From   Steven Samuels <[email protected]>
To   [email protected]
Subject   Re: st: When number of regressors greater than the number of clusters in OLS regression
Date   Mon, 1 Sep 2008 16:59:59 -0400

Divya-

So, you have n = 436. Just remove State as a cluster variable and continue with your modeling. You won't be troubled by the limit on regressors again; just keep the number to <=44 (10% of observations).

Good luck!

-Steven Samuels

On Sep 1, 2008, at 4:22 PM, Divya Balasubramaniam wrote:


Hello Dr. Steven,

My dependent variable is:share of total number of households in a district having access to tap water. (I have the district totals)

Divya.
=======================================
Divya Balasubramaniam
Economics PhD Student
Terry College of Business
University of Georgia
Athens -30602.

From: Steven Samuels <[email protected]>
Date: September 1, 2008 4:13:40 PM EDT
To: [email protected]
Subject: Re: st: When number of regressors greater than the number of clusters in OLS regression
Reply-To: [email protected]


Divya,
I reread your question and realize that you probably do not have sample data at all. The Census of India was not a sample at all, but, ideally, was a 100% enumeration. (Just as in other countries, this will not be perfectly true.) So, I am not sure that you should be clustering on State, or even on district, for that matter. Please reply with details about your observations. For example, do you have information on individual households or just district totals?

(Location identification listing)
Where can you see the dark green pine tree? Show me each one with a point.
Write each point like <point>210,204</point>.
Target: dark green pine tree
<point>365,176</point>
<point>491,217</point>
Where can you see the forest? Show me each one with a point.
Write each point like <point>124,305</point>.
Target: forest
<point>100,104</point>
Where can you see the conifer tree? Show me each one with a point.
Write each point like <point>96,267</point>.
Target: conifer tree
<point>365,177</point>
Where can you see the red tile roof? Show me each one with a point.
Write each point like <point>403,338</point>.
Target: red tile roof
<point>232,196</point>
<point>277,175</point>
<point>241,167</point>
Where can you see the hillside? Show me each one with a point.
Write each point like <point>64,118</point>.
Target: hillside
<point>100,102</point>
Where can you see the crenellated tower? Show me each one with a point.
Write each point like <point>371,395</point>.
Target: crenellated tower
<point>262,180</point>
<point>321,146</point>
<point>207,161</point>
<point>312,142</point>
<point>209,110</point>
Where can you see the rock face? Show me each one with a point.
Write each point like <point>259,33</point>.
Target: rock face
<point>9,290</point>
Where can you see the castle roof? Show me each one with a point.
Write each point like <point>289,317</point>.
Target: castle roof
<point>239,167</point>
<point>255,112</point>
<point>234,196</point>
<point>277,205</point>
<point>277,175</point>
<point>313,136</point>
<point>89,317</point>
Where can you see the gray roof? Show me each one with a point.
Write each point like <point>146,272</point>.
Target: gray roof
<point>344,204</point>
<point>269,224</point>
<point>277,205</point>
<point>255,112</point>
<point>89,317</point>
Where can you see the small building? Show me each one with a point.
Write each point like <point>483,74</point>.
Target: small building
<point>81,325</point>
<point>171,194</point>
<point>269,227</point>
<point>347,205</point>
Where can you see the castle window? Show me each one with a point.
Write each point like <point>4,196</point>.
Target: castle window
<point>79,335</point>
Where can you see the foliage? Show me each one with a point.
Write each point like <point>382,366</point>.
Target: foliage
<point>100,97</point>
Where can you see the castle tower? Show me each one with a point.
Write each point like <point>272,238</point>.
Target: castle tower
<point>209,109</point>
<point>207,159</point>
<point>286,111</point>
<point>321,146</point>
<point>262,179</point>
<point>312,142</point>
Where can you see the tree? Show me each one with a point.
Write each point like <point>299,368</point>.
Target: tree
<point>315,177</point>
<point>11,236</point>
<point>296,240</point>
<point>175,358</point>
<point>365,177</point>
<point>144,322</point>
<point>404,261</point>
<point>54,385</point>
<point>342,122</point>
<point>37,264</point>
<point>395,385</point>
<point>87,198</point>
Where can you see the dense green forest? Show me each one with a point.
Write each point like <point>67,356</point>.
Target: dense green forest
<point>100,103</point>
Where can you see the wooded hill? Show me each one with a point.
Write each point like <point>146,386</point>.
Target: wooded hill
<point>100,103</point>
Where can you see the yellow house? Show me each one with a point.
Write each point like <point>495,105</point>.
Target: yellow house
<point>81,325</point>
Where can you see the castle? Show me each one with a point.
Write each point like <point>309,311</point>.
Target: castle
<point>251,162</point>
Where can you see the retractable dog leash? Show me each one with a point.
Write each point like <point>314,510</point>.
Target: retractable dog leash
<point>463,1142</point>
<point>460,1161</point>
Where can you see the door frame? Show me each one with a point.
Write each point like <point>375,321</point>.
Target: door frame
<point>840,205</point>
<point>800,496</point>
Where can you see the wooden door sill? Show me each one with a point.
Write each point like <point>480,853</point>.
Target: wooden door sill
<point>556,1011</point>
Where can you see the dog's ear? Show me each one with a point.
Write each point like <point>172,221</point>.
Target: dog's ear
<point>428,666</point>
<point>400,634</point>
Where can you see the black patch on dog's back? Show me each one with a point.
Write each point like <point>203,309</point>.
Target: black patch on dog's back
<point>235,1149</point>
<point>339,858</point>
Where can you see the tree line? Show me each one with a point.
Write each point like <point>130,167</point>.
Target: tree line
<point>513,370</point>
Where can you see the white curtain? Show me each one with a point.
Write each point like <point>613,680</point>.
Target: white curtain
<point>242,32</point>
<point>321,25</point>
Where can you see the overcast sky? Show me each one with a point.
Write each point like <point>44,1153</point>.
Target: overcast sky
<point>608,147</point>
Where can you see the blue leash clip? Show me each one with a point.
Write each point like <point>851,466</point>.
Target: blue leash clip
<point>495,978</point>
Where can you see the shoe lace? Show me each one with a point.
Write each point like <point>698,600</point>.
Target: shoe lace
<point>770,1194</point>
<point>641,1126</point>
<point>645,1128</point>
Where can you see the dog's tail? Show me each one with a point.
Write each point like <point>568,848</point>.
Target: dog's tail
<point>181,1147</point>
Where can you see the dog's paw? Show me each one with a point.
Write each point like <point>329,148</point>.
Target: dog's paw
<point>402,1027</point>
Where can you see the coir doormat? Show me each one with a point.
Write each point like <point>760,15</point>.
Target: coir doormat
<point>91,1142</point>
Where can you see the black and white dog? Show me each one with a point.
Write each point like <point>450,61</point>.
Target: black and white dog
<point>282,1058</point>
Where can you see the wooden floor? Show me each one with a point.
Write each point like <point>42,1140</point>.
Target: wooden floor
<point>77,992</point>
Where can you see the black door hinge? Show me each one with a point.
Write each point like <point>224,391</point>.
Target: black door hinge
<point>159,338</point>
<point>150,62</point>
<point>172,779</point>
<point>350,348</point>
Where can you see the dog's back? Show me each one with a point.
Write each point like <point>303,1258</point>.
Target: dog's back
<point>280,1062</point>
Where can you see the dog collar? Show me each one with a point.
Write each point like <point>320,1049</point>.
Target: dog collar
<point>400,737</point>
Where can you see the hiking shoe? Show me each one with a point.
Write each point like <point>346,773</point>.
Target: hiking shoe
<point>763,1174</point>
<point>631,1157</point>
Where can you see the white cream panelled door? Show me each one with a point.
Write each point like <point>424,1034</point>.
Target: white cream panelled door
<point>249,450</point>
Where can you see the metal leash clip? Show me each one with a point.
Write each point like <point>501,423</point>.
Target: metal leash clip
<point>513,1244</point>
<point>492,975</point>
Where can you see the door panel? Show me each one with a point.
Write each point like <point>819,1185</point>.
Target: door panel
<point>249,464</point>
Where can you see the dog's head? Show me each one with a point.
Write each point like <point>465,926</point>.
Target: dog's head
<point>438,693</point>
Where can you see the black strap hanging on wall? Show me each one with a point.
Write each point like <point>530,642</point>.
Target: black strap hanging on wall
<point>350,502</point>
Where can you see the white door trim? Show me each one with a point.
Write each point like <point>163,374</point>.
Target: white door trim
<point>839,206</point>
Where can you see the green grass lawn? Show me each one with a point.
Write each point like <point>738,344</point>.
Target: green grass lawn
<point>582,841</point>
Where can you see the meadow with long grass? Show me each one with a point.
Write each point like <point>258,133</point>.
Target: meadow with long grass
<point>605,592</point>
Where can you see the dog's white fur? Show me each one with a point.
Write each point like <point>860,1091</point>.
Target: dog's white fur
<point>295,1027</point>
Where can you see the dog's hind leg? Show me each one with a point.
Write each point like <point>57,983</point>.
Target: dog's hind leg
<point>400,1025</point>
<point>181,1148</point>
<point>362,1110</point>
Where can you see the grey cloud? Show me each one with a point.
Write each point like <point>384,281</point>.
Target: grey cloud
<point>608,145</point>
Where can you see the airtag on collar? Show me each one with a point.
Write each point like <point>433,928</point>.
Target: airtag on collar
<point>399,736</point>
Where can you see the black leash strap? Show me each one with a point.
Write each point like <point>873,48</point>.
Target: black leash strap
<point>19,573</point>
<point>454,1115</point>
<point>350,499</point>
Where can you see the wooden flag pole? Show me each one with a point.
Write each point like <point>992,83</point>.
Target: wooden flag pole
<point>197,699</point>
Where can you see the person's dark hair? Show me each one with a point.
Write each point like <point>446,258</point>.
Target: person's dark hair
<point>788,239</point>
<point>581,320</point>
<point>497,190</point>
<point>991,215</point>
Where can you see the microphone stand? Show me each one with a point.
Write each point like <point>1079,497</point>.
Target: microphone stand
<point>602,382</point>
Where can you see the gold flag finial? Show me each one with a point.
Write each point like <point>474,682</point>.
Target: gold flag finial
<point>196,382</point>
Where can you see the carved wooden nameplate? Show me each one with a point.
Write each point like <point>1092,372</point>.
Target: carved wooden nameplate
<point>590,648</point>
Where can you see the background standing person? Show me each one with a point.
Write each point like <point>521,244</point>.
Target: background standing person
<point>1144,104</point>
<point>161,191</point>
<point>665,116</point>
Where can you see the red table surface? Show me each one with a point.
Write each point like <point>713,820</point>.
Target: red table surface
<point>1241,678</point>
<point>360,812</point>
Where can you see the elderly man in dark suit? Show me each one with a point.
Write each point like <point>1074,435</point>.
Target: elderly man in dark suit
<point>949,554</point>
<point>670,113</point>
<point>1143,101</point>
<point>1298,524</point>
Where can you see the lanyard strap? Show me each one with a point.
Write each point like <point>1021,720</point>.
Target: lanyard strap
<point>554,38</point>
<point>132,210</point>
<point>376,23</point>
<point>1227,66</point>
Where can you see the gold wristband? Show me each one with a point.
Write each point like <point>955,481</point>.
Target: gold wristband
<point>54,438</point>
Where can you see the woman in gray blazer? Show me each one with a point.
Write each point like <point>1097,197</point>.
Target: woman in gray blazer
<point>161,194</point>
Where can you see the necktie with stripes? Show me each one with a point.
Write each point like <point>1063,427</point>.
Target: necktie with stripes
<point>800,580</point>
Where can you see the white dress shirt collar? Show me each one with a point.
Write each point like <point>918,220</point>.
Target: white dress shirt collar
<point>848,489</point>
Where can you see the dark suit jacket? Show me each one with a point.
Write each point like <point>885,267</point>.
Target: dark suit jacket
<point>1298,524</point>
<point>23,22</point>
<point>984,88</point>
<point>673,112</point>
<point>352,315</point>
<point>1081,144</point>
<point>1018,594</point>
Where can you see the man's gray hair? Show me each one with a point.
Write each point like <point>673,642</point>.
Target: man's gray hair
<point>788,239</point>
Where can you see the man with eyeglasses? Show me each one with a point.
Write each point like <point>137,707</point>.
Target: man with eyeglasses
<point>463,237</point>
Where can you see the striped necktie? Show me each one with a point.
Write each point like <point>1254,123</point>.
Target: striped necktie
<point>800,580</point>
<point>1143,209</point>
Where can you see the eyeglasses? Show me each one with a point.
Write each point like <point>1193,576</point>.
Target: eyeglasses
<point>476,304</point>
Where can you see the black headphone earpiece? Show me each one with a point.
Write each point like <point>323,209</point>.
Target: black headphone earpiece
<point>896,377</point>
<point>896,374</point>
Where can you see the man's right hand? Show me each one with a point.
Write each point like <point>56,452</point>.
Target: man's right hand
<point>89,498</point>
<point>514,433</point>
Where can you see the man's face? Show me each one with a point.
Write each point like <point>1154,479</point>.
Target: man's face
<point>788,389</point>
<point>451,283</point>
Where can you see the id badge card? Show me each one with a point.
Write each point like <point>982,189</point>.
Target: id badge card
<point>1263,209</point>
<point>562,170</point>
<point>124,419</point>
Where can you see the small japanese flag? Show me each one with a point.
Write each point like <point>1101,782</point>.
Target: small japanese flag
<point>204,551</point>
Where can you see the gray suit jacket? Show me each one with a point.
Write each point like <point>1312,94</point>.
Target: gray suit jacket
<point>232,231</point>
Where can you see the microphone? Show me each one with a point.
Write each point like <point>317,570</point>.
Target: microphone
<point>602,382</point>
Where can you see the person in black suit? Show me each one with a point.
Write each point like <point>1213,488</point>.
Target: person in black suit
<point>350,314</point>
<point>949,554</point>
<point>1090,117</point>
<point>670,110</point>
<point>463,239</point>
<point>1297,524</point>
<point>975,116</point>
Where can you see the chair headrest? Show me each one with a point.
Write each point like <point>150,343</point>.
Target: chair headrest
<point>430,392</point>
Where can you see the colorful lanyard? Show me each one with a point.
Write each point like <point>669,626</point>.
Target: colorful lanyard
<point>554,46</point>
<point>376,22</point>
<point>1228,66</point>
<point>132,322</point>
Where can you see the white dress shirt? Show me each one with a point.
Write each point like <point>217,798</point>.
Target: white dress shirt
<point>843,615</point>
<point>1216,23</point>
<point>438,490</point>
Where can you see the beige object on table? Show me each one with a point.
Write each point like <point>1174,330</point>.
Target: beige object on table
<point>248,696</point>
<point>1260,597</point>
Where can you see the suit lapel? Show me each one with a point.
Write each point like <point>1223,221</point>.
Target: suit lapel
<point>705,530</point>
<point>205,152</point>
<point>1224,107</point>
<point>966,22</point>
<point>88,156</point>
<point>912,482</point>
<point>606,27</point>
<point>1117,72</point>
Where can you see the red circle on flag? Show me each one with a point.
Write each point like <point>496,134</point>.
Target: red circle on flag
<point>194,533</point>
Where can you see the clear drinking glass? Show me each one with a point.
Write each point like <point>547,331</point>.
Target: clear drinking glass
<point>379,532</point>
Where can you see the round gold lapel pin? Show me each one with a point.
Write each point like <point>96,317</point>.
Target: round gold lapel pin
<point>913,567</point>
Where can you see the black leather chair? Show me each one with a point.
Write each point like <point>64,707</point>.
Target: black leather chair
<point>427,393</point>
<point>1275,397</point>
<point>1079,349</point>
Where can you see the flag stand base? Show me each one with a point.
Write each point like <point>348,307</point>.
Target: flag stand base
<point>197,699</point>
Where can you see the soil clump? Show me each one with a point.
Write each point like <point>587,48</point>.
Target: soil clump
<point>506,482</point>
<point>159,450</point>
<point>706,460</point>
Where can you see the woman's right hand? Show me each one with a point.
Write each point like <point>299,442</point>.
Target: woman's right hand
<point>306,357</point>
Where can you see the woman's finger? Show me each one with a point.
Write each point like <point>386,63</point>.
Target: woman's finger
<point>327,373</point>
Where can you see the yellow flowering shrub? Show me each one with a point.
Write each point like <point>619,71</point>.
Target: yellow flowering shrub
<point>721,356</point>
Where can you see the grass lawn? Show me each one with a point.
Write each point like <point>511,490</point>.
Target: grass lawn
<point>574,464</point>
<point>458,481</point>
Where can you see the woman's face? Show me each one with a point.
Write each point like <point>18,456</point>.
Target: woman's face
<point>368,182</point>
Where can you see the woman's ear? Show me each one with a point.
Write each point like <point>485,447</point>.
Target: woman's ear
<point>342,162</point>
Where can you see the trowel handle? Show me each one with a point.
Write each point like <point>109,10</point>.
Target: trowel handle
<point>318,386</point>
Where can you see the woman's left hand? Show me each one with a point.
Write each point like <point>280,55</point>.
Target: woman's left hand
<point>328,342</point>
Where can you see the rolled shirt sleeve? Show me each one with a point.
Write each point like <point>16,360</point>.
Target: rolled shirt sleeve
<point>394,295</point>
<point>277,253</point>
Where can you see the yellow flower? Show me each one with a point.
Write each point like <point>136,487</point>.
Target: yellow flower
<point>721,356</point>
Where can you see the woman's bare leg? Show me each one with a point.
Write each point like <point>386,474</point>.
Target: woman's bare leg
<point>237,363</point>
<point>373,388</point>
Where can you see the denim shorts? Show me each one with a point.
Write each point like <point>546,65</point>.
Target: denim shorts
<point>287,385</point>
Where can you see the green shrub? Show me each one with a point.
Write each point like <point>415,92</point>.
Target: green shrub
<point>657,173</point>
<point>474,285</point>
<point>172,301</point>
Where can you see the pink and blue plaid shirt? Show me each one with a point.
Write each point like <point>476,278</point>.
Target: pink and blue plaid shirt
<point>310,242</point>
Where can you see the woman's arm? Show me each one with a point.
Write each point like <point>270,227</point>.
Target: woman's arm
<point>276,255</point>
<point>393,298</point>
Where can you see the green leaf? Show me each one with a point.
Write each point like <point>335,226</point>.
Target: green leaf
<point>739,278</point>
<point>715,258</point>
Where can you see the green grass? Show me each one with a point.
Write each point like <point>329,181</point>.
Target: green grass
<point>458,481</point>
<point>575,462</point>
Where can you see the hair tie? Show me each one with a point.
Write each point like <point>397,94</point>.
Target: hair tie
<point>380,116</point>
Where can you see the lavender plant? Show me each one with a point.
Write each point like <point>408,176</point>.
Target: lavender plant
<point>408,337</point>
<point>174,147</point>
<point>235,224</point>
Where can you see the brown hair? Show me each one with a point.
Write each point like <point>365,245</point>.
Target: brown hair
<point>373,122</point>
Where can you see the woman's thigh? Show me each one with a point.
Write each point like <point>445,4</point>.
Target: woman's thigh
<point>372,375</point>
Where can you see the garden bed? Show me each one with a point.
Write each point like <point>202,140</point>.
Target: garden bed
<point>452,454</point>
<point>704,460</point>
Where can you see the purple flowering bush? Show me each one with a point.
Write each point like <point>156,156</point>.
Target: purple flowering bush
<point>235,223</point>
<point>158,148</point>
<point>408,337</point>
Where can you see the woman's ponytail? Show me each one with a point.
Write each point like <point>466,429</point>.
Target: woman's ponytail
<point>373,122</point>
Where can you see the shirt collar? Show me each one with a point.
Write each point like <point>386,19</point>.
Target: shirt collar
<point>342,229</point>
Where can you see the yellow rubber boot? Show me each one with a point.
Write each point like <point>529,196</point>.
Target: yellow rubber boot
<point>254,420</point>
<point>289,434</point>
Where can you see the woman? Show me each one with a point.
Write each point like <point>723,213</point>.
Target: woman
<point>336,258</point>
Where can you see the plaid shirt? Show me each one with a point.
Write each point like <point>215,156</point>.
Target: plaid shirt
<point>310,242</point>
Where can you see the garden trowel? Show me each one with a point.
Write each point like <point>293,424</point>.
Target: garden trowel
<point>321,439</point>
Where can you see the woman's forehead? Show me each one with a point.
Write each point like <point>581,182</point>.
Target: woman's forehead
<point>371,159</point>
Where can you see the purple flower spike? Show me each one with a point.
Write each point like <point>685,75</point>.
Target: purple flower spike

JOB
Answer these questions using the email thread above:
(a) What value of n does the latest reply give?
(b) What dependent variable does the message signed "Divya." describe?
(c) Which census is described as ideally a 100% enumeration?

RIGHT ANSWER
(a) n = 436
(b) The share of total number of households in a district having access to tap water
(c) The Census of India